* What the task requires: Return all of the records exactly.

Saved entries:
○ ○ ○ ○ ○ ○ ○

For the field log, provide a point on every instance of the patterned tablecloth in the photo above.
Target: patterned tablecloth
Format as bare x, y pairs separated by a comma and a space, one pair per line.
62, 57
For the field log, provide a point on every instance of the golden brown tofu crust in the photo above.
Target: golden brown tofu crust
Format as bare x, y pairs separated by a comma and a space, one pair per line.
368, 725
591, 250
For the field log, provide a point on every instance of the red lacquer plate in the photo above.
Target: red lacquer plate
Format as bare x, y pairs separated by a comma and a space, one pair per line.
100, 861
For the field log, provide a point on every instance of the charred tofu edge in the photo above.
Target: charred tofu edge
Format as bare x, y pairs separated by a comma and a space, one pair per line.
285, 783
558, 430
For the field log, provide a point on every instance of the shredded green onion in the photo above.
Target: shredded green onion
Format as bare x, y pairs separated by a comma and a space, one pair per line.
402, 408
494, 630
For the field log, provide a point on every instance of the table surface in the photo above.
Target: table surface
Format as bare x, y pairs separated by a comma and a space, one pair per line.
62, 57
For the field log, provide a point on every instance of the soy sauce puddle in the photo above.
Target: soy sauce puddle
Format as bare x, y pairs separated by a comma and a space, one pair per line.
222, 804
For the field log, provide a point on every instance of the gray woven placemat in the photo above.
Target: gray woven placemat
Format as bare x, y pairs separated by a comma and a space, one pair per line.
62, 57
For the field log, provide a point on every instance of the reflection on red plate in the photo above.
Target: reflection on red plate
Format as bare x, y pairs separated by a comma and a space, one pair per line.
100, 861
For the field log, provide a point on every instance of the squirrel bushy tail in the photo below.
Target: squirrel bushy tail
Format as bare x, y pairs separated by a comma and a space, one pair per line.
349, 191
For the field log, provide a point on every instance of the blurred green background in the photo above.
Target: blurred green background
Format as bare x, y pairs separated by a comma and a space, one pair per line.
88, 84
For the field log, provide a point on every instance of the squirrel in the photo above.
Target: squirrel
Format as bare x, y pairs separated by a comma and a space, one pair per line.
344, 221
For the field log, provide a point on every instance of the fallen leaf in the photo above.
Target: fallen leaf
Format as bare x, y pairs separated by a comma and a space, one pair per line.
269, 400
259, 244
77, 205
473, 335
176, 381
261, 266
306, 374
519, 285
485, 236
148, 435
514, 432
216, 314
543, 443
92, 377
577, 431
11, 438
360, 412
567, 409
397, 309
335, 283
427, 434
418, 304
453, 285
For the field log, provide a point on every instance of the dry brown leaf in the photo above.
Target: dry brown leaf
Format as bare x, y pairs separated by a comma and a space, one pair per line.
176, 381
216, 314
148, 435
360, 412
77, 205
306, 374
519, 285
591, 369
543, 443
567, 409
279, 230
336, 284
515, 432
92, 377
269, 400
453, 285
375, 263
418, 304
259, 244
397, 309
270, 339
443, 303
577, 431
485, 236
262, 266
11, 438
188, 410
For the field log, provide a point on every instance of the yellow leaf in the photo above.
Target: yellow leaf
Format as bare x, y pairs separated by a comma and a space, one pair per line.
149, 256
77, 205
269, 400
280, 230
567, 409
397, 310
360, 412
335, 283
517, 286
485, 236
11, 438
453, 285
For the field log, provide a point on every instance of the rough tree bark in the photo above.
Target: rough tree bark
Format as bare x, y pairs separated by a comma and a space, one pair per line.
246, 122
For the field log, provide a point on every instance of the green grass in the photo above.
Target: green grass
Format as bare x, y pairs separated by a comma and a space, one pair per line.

○ ○ ○ ○ ○ ○ ○

* Solution for this problem:
For the field log, provide a point on every instance of the patterned tablecloth in the photo above.
Target: patterned tablecloth
Format as bare x, y pairs separated by a comma and a space, one pair per line.
62, 57
For the field log, provide a point on every instance of the golden brown tofu crust in the photo above.
Target: golden brown tofu crust
Format as bare x, y pairs separated by a comma and a space, one pair per line.
368, 725
591, 250
For the field log, provide a point on every instance of the red lacquer plate in the photo above.
Target: red lacquer plate
Format as bare x, y pairs separated by a comma and a space, one pair per line.
100, 861
For the field log, provide a point on every instance of the charred tofu edge in the photo above.
Target: charred tofu edge
Format as bare x, y pairs separated by a comma and a space, one pair per line.
285, 783
558, 430
For the field log, provide a point on every instance of the shredded green onion in the photo above.
Target: shredded green onion
Format as bare x, y pairs separated by a comma and a space, one pair per line.
402, 408
494, 630
For the field log, provide a point on every instance of the table surface in the photo above.
Target: table surface
Format as bare x, y pairs separated by a comma and a space, one pair per line.
62, 57
For the field log, provide a point on every instance of the soy sauce puddle in the photo above.
Target: soy sauce puddle
Format as bare x, y pairs separated by a comma and a space, one pair per line.
222, 804
For the field log, provide a point on every instance of the gray woven placemat in the photo above.
Target: gray woven placemat
Format as bare x, y pairs separated by a comma and a space, one pair per line.
62, 57
For the field log, provide a point on every instance of the reflection on red plate in the photo above.
Target: reflection on red plate
Format as bare x, y pairs separated by a comma and a space, one pair per line.
100, 861
For the field log, provide a point on every instance of the squirrel bushy tail in the photo below.
Target: squirrel bushy tail
Format as bare x, y pairs separated by a comma and a space, one pair per line.
349, 191
For the field log, provide a point on every instance of the blurred green background in the photo above.
Target: blurred green background
Format as bare x, y pairs separated by a comma and a space, one pair per line.
88, 84
For the field log, provide a point on every instance of the squirrel in the photo above.
Target: squirrel
Format as bare x, y pairs separated by a comma and a space, one pair per line.
344, 221
For the field log, provide a point on every instance of the fallen leaf in the photo above.
Target: fallen leaf
Format as bare x, y pairs separated by a comma and a space, one pair per line.
269, 400
259, 244
77, 205
473, 335
176, 381
261, 266
306, 374
519, 285
485, 236
148, 435
514, 432
216, 314
543, 443
92, 377
577, 431
11, 438
360, 412
567, 409
397, 309
335, 283
427, 434
418, 304
453, 285
For the field log, provide a point on every instance of the dry brown leaf in the photo above.
Target: dry brown leaf
Format as bare x, y pairs separated by a comma and a space, one pair per line.
176, 381
216, 314
148, 435
360, 412
77, 205
306, 374
519, 285
591, 369
543, 443
567, 409
279, 230
336, 284
515, 432
92, 377
269, 400
453, 285
375, 263
418, 304
259, 244
397, 309
270, 339
443, 303
577, 431
485, 236
262, 266
11, 438
188, 410
For the field log, provide a point on every instance of the yellow leaf in the photo above.
Target: yellow leaf
Format as bare x, y pairs separated by a comma and a space, one pair per line.
149, 256
77, 205
269, 400
280, 230
567, 409
397, 310
360, 412
335, 283
517, 286
485, 236
11, 438
453, 285
For the field log, provide a point on every instance of the rough tree bark in the photo above.
Target: rough tree bark
Format as bare x, y pairs separated by a comma and a space, one pair per line.
246, 122
For the field log, provide a point on every instance of the green grass in the photo above.
Target: green grass
Format as bare x, y pairs separated by a comma and a space, one pair per line.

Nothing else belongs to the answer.